Write the records out again, exactly.
[[ DATASET CONTENT, beginning ]]
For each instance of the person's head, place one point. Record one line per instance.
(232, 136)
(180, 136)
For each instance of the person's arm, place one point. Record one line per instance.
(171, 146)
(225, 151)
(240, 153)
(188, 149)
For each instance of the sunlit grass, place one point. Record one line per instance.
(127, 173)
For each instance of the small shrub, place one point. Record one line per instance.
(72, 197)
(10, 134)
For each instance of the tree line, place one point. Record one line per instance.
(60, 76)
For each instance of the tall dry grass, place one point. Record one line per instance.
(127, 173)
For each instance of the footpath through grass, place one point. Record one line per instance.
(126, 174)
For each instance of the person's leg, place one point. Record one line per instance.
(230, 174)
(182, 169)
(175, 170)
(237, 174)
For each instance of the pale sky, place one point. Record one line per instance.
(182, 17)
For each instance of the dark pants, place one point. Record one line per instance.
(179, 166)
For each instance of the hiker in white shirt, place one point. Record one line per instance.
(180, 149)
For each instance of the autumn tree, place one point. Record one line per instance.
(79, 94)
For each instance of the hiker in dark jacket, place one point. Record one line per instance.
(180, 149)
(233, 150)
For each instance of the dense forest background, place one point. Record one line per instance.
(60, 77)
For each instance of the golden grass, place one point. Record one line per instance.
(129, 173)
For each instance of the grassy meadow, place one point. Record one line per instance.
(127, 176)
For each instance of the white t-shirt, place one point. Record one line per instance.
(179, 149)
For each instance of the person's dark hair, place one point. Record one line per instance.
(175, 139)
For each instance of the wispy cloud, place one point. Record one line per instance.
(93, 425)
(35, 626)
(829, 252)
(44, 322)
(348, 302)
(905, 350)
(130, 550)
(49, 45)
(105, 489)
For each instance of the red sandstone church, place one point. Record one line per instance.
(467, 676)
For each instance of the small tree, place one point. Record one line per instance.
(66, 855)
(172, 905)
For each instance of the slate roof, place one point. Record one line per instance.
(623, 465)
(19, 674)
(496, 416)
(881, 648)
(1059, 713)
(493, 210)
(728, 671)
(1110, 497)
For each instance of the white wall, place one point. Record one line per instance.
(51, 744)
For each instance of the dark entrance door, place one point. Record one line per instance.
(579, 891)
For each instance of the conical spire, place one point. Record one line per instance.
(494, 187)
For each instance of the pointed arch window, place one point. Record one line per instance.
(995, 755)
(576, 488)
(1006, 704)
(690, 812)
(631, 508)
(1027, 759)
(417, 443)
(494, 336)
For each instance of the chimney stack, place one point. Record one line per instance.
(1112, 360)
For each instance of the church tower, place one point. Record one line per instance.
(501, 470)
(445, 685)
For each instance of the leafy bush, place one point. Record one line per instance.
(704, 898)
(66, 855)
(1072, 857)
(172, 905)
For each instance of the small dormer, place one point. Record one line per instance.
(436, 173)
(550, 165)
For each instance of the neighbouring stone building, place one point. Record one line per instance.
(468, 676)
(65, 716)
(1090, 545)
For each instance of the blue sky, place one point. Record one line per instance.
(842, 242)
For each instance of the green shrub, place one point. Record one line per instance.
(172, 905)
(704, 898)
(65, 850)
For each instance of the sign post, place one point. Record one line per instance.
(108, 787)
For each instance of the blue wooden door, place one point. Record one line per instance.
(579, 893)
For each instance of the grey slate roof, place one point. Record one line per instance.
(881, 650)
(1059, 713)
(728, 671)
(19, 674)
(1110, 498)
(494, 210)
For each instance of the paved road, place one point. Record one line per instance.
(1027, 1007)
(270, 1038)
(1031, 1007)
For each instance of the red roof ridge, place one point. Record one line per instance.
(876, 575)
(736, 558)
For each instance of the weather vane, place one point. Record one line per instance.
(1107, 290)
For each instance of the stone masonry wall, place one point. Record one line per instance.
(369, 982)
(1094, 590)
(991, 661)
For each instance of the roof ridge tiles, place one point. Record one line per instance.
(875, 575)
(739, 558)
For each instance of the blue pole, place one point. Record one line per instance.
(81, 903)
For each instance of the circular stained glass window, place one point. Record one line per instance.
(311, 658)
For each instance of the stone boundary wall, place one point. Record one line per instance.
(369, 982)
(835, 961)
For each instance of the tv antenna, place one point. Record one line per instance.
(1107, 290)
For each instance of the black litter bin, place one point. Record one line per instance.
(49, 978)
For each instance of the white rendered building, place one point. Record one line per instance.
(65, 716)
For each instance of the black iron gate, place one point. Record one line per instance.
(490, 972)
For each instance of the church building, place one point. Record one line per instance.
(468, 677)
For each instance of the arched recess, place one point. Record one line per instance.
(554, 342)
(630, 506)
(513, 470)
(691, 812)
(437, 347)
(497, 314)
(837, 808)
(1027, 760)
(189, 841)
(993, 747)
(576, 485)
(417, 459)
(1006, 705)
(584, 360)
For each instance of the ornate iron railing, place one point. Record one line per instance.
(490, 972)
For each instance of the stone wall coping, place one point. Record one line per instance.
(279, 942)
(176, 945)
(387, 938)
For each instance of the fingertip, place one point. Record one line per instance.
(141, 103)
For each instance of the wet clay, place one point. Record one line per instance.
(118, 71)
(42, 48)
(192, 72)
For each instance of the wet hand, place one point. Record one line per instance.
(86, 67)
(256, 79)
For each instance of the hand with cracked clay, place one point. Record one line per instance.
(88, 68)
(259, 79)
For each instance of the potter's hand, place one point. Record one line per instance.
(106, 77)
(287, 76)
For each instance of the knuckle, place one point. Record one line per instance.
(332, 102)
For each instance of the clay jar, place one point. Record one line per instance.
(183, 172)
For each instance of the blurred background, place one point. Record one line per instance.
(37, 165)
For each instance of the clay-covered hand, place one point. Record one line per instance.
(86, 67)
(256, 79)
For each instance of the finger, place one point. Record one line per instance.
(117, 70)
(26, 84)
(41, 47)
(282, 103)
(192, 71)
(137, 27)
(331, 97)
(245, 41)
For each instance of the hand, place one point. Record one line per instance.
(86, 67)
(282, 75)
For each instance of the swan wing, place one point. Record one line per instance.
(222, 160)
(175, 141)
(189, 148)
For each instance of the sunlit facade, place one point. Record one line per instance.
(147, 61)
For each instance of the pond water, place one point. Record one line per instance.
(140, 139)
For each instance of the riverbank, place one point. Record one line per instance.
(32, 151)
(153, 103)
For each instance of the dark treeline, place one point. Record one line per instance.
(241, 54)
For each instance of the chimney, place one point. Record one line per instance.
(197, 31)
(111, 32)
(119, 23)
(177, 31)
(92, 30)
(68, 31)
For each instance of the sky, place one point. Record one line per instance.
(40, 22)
[[ DATASET CONTENT, end ]]
## SOLUTION TO THE PROBLEM
For each instance of the person's head, place one point. Record one line per instance.
(232, 136)
(180, 136)
For each instance of the person's arm, place one point. Record one line per instance.
(171, 146)
(225, 151)
(240, 153)
(188, 149)
For each instance of the sunlit grass, place one point. Record one line per instance.
(127, 173)
For each instance of the small shrub, place one point. Record one line per instance.
(72, 197)
(10, 134)
For each instance of the tree line, place one point. Record one line per instance.
(60, 76)
For each instance of the tall dry grass, place one point. Record one line per instance.
(127, 173)
For each instance of the footpath through grass, place one point. Record one line per instance.
(126, 174)
For each instance of the person's leg, place one point. Record one line per instance.
(230, 174)
(182, 169)
(175, 170)
(237, 174)
For each instance of the pale sky, place one point. Record one line per instance.
(182, 17)
For each instance of the dark pants, place one point. Record one line per instance.
(179, 166)
For each instance of the hiker in white shirt, place one point. Record one line per instance.
(180, 149)
For each instance of the autumn tree, place one point. Record one line per instance.
(79, 94)
For each instance of the hiker in dark jacket, place one point. Record one line per instance.
(180, 149)
(233, 150)
For each instance of the dense forest background, place one point. Record one line per instance.
(60, 77)
For each instance of the golden grass, place one point. Record one line per instance.
(129, 173)
For each instance of the grassy meadow, place one point. Record one line per instance.
(127, 176)
For each instance of the white t-shirt, place one point. Record one line per instance.
(179, 149)
For each instance of the person's dark hair, place one point. Record one line per instance.
(175, 139)
For each instance of the wispy cloud, place one point. Record one line per instance.
(93, 425)
(35, 626)
(829, 252)
(44, 322)
(348, 302)
(905, 350)
(130, 550)
(49, 45)
(105, 489)
For each instance of the red sandstone church, place one point. Record one line per instance.
(467, 676)
For each instance of the small tree, place one point. Record one line per instance.
(66, 855)
(172, 905)
For each instance of the slate roof, place one point. Record one line per instance.
(623, 465)
(19, 674)
(496, 416)
(881, 648)
(1059, 713)
(493, 210)
(728, 671)
(1110, 497)
For each instance of the white wall, place one point. Record one line per instance.
(51, 744)
For each instance of the dark entrance door, place one point. Record one line per instance.
(579, 891)
For each instance of the conical spire, place one point. Record one line per instance.
(494, 187)
For each instance of the pointed arch window, place one point. Record one line per instance.
(995, 755)
(576, 488)
(1006, 704)
(690, 812)
(631, 508)
(1027, 759)
(417, 443)
(494, 336)
For each instance of the chimney stack, place one point. Record one line per instance.
(1112, 360)
For each instance of the church tower, place one point. Record one line per instance.
(501, 470)
(445, 685)
For each instance of the leafy bush, place one point. Record one line per instance.
(704, 898)
(66, 855)
(1072, 857)
(172, 905)
For each instance of the small dormer, place one point. Record one line per instance.
(436, 173)
(550, 165)
For each instance of the neighbouring stone building, place one point. Record one line per instance.
(468, 676)
(65, 716)
(1090, 545)
For each instance of the blue sky, place one point. Record one line per instance.
(842, 242)
For each instance of the green shrub, place one point. Record one line per instance.
(172, 905)
(704, 898)
(65, 850)
For each instance of the sign post, place one point. Record one line per instance.
(108, 787)
For each instance of the blue wooden door, place one point. Record one line per instance.
(579, 893)
For each instance of the grey slate roof, place one point. Record one line per instance.
(881, 650)
(1059, 713)
(728, 671)
(19, 674)
(1110, 498)
(494, 210)
For each instance of the paved road, place one point. Record one line per instance.
(1027, 1007)
(270, 1038)
(1031, 1007)
For each instance of the red roof ridge, place one point. Record one line per instance.
(876, 575)
(736, 558)
For each instance of the weather vane, place one point. Record one line per instance.
(1107, 290)
For each instance of the stone masonry wall, place one point. Record one line per instance.
(369, 982)
(1094, 590)
(991, 661)
For each instance of the roof ridge tiles, place one point. Record one line per instance.
(875, 575)
(739, 558)
For each instance of the blue pole, place one point. Record one line per instance.
(81, 903)
For each instance of the circular stained glass window, place one point. Record one line per instance.
(311, 658)
For each instance of the stone boundary wall, place one point. Record one line per instance.
(369, 982)
(835, 961)
For each instance of the tv antenna, place one point. Record one line per instance.
(1107, 290)
For each instance of the black litter bin, place one point. Record one line per instance.
(49, 978)
For each instance of the white rendered building, place one point. Record one line per instance.
(65, 716)
For each instance of the black iron gate, place one point. Record one line per instance.
(490, 972)
For each instance of the church building, place one point. Record one line per instance.
(468, 677)
For each instance of the arched recess, place one point. Record one line per instance.
(554, 342)
(630, 506)
(513, 470)
(691, 812)
(437, 347)
(497, 314)
(837, 808)
(1027, 760)
(189, 841)
(993, 747)
(576, 485)
(417, 459)
(1006, 705)
(584, 360)
For each instance of the ornate iron railing, place one point. Record one line per instance.
(490, 972)
For each instance of the stone wall coping, place one point. Record one line per instance.
(279, 942)
(176, 945)
(387, 938)
For each instance of the fingertip, place one point. Record one line per instance.
(141, 103)
For each instance of the wet clay, place one point. Record one line per instance.
(118, 71)
(42, 48)
(192, 72)
For each instance of the wet hand, place one point. Record one line per instance.
(86, 67)
(256, 79)
For each instance of the hand with cracked clay, place one point. Record one line per instance.
(88, 68)
(259, 79)
For each instance of the potter's hand, place one point. Record one line per instance.
(106, 77)
(287, 76)
For each instance of the knuckle, place one point. Record one line per instance.
(332, 102)
For each instance of the clay jar, place one point. Record one line per instance.
(183, 172)
For each instance of the blurred background, place one point. Record one line per instance.
(37, 165)
For each instance of the clay-covered hand, place one point. Record one line per instance.
(86, 67)
(256, 79)
For each instance of the finger, place one point. Record one line per instance.
(117, 70)
(26, 84)
(41, 47)
(282, 103)
(192, 71)
(137, 27)
(331, 97)
(245, 41)
For each instance of the hand, place one point. Record one line per instance.
(86, 67)
(282, 75)
For each instance of the swan wing, place one point. Record one line per instance.
(222, 160)
(175, 141)
(189, 148)
For each instance of the sunlit facade, place one point. Record one line per instance.
(147, 61)
For each instance of the pond water, place one point. Record one line per instance.
(140, 139)
For each instance of the riverbank, place one point. Record one line per instance.
(32, 151)
(153, 103)
For each instance of the dark treeline, place one point. Record one line per instance.
(241, 54)
For each instance of the chimney, place one point. Record one line per instance.
(197, 31)
(111, 32)
(119, 23)
(177, 31)
(92, 30)
(68, 31)
For each instance of the sky, place one point. Record one line per instance.
(40, 22)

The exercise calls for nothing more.